Records supplied:
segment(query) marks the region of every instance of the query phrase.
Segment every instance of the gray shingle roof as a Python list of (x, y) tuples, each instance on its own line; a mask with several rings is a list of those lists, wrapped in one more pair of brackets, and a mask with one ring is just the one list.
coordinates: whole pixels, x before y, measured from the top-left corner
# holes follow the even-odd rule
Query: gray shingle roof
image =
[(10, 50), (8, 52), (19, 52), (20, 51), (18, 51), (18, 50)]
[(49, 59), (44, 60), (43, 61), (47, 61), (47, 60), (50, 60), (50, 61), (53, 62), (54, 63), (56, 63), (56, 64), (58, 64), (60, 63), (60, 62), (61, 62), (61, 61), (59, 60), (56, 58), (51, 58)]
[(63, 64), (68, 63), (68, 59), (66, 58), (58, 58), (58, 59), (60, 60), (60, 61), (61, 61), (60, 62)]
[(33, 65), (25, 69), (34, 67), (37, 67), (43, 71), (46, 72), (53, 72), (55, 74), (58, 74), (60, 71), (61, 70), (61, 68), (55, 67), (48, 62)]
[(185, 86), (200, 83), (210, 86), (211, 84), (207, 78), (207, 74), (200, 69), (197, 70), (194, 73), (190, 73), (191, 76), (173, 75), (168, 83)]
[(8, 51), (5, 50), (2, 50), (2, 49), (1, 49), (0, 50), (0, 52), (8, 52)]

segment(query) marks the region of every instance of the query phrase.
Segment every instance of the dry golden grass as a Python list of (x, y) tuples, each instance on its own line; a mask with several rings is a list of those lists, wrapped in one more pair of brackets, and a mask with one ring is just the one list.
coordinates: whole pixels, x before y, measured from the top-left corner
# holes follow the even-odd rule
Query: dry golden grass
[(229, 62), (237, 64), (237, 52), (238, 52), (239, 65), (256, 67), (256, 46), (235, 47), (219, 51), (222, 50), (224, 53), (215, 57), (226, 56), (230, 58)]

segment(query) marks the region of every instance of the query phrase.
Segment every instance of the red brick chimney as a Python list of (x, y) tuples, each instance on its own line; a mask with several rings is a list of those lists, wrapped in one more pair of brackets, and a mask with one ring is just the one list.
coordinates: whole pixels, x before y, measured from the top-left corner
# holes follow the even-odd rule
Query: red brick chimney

What to do:
Change every "top-left corner" in the items above to "upper-left corner" and write all the items out again, with everything else left the same.

Task solution:
segment(query) marks the region of every instance of the query phrase.
Segment every instance of the gray shingle roof as a Python list of (x, y) tuples, each instance on its own line; a mask with several rings is a list of those lists, wrapped in one more pair of brackets, and a mask with one ring is just the one list.
coordinates: whole pixels, x before y, measured from the upper-left corner
# holes follow the even-odd rule
Query: gray shingle roof
image =
[(10, 50), (8, 52), (19, 52), (20, 51), (18, 51), (18, 50)]
[(49, 59), (44, 60), (43, 61), (47, 61), (47, 60), (50, 60), (50, 61), (53, 62), (54, 63), (56, 63), (56, 64), (58, 64), (60, 63), (60, 62), (61, 62), (61, 61), (59, 60), (56, 58), (51, 58)]
[(63, 64), (68, 63), (68, 59), (66, 58), (58, 58), (58, 59), (60, 60), (60, 61), (61, 61), (60, 62)]
[(33, 65), (25, 69), (34, 67), (37, 67), (43, 71), (46, 72), (53, 72), (55, 74), (58, 74), (60, 71), (61, 70), (61, 68), (55, 67), (48, 62)]
[(185, 86), (200, 83), (210, 86), (211, 84), (207, 78), (207, 74), (200, 69), (197, 70), (194, 73), (190, 73), (191, 76), (173, 75), (168, 83)]
[(8, 51), (5, 50), (2, 50), (2, 49), (1, 49), (0, 50), (0, 52), (8, 52)]

segment(query) marks the region of every instance of the query phrase.
Segment every instance of the dry golden grass as a Python list of (x, y) tuples, each instance on its own line; a mask with several rings is a list of those lists, wrapped in one more pair of brackets, and a mask with one ring is just the one list.
coordinates: whole pixels, x before y, measured from the upper-left corner
# holes follow the even-odd rule
Query: dry golden grass
[(229, 62), (237, 64), (237, 52), (238, 52), (239, 65), (256, 67), (256, 46), (235, 47), (219, 51), (222, 50), (224, 53), (215, 57), (226, 56), (230, 58)]

segment(query) marks the region of every instance of the query phrase.
Segment every instance of the red brick chimney as a Python list of (x, y) tuples, each instance on its own line; a mask with several rings is a list of those lists, wrapped in one more pair of brackets, and a mask with one ring is just the one list.
coordinates: whole pixels, x before y, measured from the upper-left corner
# holes follow the even-odd rule
Query: red brick chimney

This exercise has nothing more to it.